■ **Excerpt provided**
## begin
The Qadi “Fanzhang” (judge) of the Muslims, who was Sheikh al-Islam and the leader of the merchants, all came to meet Ibn Battuta with flags, drums, trumpets and musicians. He was invited and entertained by some immensely wealthy Muslim merchants. He was well received in every city as guest of honour on his way to Beijing, only to be disappointed to find the Emperor absent from the capital. He returned to al-Zaitun before sailing back to his native land in 1349.
Ibn Battuta had arrived in the last peaceful years before the collapse of the Mongol (Yuan dynasty) rule. He noted, “China is the safest and most agreeable country in the world for the traveler. You can travel all alone across the land for nine months without fear, even if you are carrying much wealth.”
He declared that of all people the Chinese were the most skillful in the arts and possessed greatest mastery of them.
He admired much that he saw. He observed that “silk is used for clothing even by poor monks and beggars” and that the porcelain was “the finest of all makes of pottery.” Even the poultry amazed him: “The hens … in China are … bigger than geese in our country.”
## end
Some material
## begin
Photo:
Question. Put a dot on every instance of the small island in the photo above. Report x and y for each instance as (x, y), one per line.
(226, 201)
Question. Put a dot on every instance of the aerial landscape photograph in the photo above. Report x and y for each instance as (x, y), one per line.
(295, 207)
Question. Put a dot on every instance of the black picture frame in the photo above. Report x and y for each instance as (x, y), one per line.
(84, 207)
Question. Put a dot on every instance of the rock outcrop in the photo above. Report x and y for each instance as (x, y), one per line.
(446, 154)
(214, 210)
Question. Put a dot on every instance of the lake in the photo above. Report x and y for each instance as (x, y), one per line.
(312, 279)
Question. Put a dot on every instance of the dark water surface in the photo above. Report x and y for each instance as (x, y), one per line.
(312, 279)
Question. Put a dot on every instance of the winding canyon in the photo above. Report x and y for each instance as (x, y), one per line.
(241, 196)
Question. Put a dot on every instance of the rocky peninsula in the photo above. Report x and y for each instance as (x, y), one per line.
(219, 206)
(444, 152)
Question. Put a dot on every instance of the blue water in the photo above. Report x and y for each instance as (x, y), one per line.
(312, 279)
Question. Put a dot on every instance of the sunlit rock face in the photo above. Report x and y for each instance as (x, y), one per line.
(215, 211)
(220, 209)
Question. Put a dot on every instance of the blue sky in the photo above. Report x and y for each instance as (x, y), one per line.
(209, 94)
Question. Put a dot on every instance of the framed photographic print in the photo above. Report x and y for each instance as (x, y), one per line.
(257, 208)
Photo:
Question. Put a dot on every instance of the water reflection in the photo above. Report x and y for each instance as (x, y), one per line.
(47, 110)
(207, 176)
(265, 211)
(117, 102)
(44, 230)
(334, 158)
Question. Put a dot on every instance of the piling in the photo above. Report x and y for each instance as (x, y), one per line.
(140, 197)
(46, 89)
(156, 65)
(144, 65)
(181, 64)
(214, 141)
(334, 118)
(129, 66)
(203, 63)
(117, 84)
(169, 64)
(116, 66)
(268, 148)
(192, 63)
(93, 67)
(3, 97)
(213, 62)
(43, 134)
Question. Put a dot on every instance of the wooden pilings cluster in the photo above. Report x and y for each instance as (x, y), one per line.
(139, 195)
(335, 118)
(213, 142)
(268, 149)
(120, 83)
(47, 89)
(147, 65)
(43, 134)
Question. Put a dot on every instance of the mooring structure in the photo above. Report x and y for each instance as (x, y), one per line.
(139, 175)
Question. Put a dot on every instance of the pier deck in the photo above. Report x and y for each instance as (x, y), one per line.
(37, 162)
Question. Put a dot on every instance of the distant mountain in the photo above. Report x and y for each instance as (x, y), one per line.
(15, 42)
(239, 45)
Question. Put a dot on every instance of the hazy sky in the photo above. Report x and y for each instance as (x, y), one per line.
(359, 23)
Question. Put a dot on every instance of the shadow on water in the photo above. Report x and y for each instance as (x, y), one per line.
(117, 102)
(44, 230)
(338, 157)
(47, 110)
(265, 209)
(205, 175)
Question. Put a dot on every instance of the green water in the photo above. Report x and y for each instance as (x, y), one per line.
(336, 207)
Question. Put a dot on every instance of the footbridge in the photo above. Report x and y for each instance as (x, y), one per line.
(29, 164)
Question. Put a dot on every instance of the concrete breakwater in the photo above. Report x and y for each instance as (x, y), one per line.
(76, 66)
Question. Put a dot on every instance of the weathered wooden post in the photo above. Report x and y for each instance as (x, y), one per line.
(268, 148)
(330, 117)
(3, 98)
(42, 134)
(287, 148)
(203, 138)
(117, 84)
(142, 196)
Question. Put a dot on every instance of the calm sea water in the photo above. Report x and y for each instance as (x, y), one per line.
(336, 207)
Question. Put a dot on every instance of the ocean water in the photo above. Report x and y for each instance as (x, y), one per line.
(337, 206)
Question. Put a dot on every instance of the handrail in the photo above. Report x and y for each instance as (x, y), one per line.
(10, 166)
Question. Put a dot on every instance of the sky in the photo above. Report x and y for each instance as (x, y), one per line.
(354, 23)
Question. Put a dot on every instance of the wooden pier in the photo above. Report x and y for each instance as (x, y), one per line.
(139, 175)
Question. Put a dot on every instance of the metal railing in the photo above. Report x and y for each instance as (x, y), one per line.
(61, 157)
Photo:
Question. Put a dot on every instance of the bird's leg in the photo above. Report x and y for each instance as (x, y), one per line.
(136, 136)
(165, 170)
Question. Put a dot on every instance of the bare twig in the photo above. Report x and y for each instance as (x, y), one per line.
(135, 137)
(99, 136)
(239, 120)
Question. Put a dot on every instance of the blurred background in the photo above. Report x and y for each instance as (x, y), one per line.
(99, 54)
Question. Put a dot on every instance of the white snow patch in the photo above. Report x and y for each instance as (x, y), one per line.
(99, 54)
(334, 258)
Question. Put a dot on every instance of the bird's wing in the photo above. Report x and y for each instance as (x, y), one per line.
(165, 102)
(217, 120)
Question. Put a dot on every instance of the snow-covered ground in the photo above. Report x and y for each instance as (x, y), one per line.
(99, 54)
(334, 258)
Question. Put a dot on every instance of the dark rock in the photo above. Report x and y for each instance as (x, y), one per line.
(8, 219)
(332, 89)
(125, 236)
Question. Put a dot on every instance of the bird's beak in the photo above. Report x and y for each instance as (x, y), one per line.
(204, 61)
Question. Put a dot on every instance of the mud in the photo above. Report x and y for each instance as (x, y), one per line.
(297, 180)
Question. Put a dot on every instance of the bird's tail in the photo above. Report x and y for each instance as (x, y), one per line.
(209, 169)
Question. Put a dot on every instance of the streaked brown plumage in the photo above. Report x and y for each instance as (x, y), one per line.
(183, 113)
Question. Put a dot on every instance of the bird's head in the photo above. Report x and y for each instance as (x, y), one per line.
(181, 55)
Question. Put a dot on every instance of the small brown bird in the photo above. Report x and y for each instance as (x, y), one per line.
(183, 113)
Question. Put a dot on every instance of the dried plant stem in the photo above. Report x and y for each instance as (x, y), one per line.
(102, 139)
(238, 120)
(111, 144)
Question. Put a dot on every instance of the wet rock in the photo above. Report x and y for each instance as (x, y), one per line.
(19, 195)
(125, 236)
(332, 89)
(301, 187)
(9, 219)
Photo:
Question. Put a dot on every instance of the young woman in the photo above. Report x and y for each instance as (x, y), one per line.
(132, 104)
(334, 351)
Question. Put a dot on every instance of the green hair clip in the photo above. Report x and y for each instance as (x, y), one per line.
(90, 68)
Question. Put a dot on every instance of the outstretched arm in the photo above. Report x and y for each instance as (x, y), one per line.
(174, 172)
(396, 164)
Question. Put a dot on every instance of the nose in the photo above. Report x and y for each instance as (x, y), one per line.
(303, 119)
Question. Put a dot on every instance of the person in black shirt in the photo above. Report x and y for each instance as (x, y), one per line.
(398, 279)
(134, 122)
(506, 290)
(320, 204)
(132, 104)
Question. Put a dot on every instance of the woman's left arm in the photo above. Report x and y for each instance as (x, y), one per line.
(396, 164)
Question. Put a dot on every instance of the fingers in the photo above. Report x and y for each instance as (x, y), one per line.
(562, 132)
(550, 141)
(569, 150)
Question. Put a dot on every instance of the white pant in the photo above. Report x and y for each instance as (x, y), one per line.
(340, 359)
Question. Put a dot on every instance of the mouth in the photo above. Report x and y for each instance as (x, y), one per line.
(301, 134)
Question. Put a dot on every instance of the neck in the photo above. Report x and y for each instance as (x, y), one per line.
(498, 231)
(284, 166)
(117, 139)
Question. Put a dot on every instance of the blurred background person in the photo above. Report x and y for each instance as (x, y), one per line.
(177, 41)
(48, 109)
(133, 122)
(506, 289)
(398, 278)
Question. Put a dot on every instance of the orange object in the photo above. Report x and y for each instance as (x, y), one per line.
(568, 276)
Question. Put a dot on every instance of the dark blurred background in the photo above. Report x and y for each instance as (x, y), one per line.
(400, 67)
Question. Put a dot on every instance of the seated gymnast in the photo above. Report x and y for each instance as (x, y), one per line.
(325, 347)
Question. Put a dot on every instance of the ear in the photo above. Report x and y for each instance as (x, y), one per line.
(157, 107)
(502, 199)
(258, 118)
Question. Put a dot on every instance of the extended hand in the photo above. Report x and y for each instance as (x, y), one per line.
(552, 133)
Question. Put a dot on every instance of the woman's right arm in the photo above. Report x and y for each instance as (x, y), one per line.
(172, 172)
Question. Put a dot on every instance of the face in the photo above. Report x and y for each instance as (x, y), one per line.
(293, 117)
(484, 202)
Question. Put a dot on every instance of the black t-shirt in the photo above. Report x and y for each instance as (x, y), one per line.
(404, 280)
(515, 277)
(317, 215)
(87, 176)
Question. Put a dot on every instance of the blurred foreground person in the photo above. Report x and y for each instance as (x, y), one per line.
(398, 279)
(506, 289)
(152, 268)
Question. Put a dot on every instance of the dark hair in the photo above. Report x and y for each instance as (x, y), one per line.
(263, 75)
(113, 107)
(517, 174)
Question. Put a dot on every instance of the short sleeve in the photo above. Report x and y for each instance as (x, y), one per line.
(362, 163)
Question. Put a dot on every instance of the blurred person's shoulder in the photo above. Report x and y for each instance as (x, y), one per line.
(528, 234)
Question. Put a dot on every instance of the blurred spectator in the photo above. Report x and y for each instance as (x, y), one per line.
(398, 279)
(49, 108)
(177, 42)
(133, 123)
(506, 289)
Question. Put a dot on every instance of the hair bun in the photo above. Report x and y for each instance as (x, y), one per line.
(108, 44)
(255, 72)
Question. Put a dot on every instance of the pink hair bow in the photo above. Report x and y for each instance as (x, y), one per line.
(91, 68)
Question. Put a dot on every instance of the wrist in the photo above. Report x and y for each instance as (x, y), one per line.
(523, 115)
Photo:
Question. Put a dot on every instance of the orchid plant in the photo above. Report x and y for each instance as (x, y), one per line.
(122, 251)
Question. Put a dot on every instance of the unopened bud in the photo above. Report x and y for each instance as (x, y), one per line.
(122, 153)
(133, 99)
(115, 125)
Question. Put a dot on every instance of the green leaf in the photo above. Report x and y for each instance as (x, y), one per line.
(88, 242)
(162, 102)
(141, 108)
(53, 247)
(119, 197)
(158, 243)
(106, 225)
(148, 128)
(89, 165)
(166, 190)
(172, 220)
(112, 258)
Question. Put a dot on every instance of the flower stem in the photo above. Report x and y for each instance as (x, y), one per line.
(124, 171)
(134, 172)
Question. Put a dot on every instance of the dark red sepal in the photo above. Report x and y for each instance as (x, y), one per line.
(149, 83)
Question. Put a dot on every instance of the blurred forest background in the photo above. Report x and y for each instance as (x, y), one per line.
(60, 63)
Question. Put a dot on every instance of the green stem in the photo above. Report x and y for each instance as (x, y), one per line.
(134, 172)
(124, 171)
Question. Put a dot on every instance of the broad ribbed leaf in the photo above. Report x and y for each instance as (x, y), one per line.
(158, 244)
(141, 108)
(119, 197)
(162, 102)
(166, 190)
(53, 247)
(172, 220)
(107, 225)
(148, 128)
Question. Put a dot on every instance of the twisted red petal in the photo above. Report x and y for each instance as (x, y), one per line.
## end
■ **What this exercise asks**
1. Rewrite the stretch of the Ibn Battuta passage from "Ibn Battuta had" through "mastery of them.", putting "wayfarer" in place of "traveler".
2. In the passage on Ibn Battuta, what disappointed him when he reached Beijing?
3. Carry on the account of Ibn Battuta in China from the point where it ends.

■ **Answers to the tasks**
1.
Ibn Battuta had arrived in the last peaceful years before the collapse of the Mongol (Yuan dynasty) rule. He noted, “China is the safest and most agreeable country in the world for the wayfarer. You can travel all alone across the land for nine months without fear, even if you are carrying much wealth.”
He declared that of all people the Chinese were the most skillful in the arts and possessed greatest mastery of them.

2. He was disappointed because the Emperor was absent from the capital when he arrived.

3.
But China was not a Muslim land
Muslims were a minority in China. Unlike Ibn Battuta’s previous destinations, China was not a Muslim country, and he was taken aback by what he saw.
“China was beautiful, but it did not please me. On the contrary, I was greatly troubled thinking about the way paganism dominated this country. Whenever I went out of my lodging, I saw many blameworthy things. That disturbed me so much that I stayed indoors most of the time and only went out when necessary. During my stay in China, whenever I saw any Muslims I always felt as though I were meeting my own family and close kinsmen.”
“The Chinese themselves are infidels who worship idols and burn their dead like the Hindus … eat the flesh of swine and dogs, and sell it in their markets.”